→ Requirement
Reproduce word for word the passage of the CBC Google Earth tour review that begins with the words containing "Via a Google" and ends with "is visually 'busy'.".

Previous post praising Stamen Design

Thursday, September 3, 2009

CBC Google Earth Tour of Afghanistan: Review

Via a Google Earth blog post I came across this tour by CBC shown in the screenshot above. Its a good example of a news agency trying out the ability to use the Google Earth plugin to add value to a topic with a strong geographic flavour. There is a lot of potential in doing this and I'd want to encourage CBC and other news agencies to produce similar tours. However, I think they could improve what they've done by really using the geographic capabilities of GEarth. Some specific thoughts:

  • Thematic maps: I liked the use of thematic maps to show the general locations of the countries. Just plotting things on the background data of GEarth can be difficult to understand because the imagery is visually 'busy'.
  • Fading Images: The authors took the time to code in the images to fade in and out which looks slick and professional
  • Professional Audio: The audio to go with the tour was good quality and professionally done.
  • Background story: I felt the tour added useful background to the Afghanistan war story, e.g. I liked the detail about the historic buildings in Herat
  • No Introductory Logo: As Frank pointed out to me recently, an introductory screen logo helps viewers focus on what they're about to get and who is telling them the story. That being said, they do get their logo in at the end.
  • More Fly Throughs: At one point the tour refers to 'wind swept mountains' but the camera doesn't sweep through a sample mountainous valley to show us. The ability to do this is where GEarth really shines
  • Ground instead of Screen Overlay: Although I liked the overview thematic maps, the authors used a screen overlay rather than locating the map on the ground as a ground overlay. This would have been better as features in GEarth would have been related to the boundaries of the map.
  • Areas not Points: At one point the tour refers to 'Helmand province' but we aren't shown the boundary to this area on screen we just see Helmand city as a point, a province is clearly an area not a point. More detail on the general point of polygons vs placemarks in Google Earth in my Google Tech talk.

[Records of labeled points]

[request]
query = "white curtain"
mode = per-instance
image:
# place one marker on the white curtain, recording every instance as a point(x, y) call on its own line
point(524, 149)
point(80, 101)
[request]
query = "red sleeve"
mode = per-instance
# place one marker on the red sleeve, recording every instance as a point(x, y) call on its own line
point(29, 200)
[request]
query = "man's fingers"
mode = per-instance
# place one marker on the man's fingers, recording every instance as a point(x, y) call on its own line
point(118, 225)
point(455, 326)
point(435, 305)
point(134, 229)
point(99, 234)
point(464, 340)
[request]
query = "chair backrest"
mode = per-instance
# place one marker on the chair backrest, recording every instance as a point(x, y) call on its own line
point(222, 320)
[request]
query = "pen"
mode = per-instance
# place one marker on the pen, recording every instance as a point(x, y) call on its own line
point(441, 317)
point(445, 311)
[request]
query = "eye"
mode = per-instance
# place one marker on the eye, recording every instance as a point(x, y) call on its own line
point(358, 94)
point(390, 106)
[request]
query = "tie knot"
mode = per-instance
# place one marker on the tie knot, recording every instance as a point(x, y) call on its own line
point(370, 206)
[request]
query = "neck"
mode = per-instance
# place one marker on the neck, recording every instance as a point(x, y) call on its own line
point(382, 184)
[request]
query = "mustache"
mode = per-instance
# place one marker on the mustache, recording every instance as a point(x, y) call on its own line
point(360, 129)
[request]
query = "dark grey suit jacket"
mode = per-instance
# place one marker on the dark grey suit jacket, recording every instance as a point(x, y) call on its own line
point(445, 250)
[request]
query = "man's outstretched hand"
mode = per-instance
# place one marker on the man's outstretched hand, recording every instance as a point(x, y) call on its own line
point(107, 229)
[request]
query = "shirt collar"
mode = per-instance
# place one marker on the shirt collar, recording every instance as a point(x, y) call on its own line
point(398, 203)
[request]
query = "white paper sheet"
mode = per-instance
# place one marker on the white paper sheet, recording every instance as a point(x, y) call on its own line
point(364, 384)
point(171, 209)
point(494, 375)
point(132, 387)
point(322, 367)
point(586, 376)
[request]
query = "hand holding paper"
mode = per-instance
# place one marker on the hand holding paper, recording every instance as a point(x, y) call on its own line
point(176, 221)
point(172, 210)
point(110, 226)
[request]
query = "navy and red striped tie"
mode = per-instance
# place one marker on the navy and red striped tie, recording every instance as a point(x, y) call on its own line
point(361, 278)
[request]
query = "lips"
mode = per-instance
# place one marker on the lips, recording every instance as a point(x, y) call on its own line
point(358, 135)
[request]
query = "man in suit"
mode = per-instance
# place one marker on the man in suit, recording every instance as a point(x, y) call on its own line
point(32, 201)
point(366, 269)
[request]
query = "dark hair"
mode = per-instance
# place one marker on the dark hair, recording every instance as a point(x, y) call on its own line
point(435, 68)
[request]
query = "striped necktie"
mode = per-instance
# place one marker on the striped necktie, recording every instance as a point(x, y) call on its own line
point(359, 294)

→ Solved exercise
Via a Google Earth blog post I came across this tour by CBC shown in the screenshot above. Its a good example of a news agency trying out the ability to use the Google Earth plugin to add value to a topic with a strong geographic flavour. There is a lot of potential in doing this and I'd want to encourage CBC and other news agencies to produce similar tours. However, I think they could improve what they've done by really using the geographic capabilities of GEarth. Some specific thoughts:

  • Thematic maps: I liked the use of thematic maps to show the general locations of the countries. Just plotting things on the background data of GEarth can be difficult to understand because the imagery is visually 'busy'.